- [Excerpt]
Re: ZFS deadlocks triggered by HDD timeouts

From: Warner Losh <imp_at_bsdimp.com>
Date: Wed, 01 Dec 2021 21:45:52 UTC
On Wed, Dec 1, 2021, 2:36 PM Alan Somers <asomers@freebsd.org> wrote:

> On Wed, Dec 1, 2021 at 1:56 PM Warner Losh <imp@bsdimp.com> wrote:
> >
> >
> >
> > On Wed, Dec 1, 2021 at 1:47 PM Alan Somers <asomers@freebsd.org> wrote:
> >>
> >> On Wed, Dec 1, 2021 at 1:37 PM Warner Losh <imp@bsdimp.com> wrote:
> >> >
> >> >
> >> >
> >> > On Wed, Dec 1, 2021 at 1:28 PM Alan Somers <asomers@freebsd.org>
> wrote:
> >> >>
> >> >> On Wed, Dec 1, 2021 at 11:25 AM Warner Losh <imp@bsdimp.com> wrote:
> >> >> >
> >> >> >
> >> >> >
> >> >> > On Wed, Dec 1, 2021, 11:16 AM Alan Somers <asomers@freebsd.org>
> wrote:
> >> >> >>
> >> >> >> On a stable/13 build from 16-Sep-2021 I see frequent ZFS deadlocks
> >> >> >> triggered by HDD timeouts.  The timeouts are probably caused by
> >> >> >> genuine hardware faults, but they didn't lead to deadlocks in
> >> >> >> 12.2-RELEASE or 13.0-RELEASE.  Unfortunately I don't have much
> >> >> >> additional information.  ZFS's stack traces aren't very
> informative,
> >> >> >> and dmesg doesn't show anything besides the usual information
> about
> >> >> >> the disk timeout.  I don't see anything obviously related in the
> >> >> >> commit history for that time range, either.

[Saved items from a collection]
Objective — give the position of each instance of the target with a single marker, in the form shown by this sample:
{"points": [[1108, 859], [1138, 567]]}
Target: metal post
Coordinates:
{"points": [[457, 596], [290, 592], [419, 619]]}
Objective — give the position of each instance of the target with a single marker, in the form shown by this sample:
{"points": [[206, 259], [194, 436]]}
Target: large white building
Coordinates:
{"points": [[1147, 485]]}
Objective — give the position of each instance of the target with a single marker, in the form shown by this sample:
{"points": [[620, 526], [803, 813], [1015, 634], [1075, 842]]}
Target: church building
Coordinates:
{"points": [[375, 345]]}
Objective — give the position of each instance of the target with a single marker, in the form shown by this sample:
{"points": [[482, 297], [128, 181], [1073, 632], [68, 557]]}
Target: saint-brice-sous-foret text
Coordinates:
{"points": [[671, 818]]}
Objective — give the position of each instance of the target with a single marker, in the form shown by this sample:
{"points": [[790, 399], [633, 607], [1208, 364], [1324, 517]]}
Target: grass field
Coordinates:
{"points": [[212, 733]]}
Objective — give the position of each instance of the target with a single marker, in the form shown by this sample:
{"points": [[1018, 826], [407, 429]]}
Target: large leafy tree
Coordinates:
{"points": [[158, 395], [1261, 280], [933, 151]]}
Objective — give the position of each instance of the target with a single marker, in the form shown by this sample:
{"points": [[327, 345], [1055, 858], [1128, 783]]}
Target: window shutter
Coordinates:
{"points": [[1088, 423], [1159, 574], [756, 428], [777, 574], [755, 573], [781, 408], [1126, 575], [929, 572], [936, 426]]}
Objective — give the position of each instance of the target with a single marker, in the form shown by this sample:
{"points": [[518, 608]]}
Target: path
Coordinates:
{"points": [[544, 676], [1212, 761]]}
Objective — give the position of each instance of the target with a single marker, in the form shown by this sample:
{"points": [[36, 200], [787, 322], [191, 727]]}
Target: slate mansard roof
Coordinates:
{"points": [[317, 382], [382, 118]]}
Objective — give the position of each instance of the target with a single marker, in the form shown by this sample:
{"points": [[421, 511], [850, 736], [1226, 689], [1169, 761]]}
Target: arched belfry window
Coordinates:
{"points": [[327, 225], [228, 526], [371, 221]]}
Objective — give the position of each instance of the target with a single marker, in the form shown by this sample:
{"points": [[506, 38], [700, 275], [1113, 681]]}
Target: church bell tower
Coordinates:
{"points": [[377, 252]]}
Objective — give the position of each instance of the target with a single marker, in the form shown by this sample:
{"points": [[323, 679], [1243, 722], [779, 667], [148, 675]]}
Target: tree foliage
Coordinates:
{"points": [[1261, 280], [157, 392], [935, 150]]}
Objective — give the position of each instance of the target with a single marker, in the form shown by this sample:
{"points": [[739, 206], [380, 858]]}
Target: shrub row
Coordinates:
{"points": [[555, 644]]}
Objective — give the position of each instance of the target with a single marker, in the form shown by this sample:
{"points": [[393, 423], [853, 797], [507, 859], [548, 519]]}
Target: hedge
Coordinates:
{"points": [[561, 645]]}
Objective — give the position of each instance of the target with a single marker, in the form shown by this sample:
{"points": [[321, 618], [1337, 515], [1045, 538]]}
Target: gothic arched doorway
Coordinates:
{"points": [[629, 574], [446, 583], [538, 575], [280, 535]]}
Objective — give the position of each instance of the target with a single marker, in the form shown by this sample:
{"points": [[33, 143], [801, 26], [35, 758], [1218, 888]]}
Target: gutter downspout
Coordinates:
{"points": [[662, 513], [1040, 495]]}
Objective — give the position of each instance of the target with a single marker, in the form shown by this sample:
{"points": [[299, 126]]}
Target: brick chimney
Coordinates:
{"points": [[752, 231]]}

- [Things to do]
1. In the ZFS deadlock thread, which two releases did the HDD timeouts not cause deadlocks in?
2. Pick up the ZFS deadlock thread and continue it from the last sentence shown.
These records come from a separate source and have no connection to the ZFS deadlock thread.

- [Final answers]
1. 12.2-RELEASE and 13.0-RELEASE.

2.
> >> >> >>
> >> >> >> Has anybody else observed this phenomenon?  Or does anybody have a
> >> >> >> good way to deliberately inject timeouts?  CAM makes it easy
> enough to
> >> >> >> inject an error, but not a timeout.  If it did, then I could
> bisect
> >> >> >> the problem.  As it is I can only reproduce it on production
> servers.
> >> >> >
> >> >> >
> >> >> > What SIM? Timeouts are tricky because they have many sources, some
> of which are nonlocal...
> >> >> >
> >> >> > Warner
> >> >>
> >> >> mpr(4)
> >> >
> >> >
> >> > Is this just a single drive that's acting up, or is the controller
> initialized as part of the error recovery?
> >>
> >> I'm not doing anything fancy with mprutil or sas3flash, if that's what
> >> you're asking.
> >
> >
> > No. I'm asking if you've enabled debugging on the recovery messages and
> see that we enter any kind of
> > controller reset when the timeouts occur.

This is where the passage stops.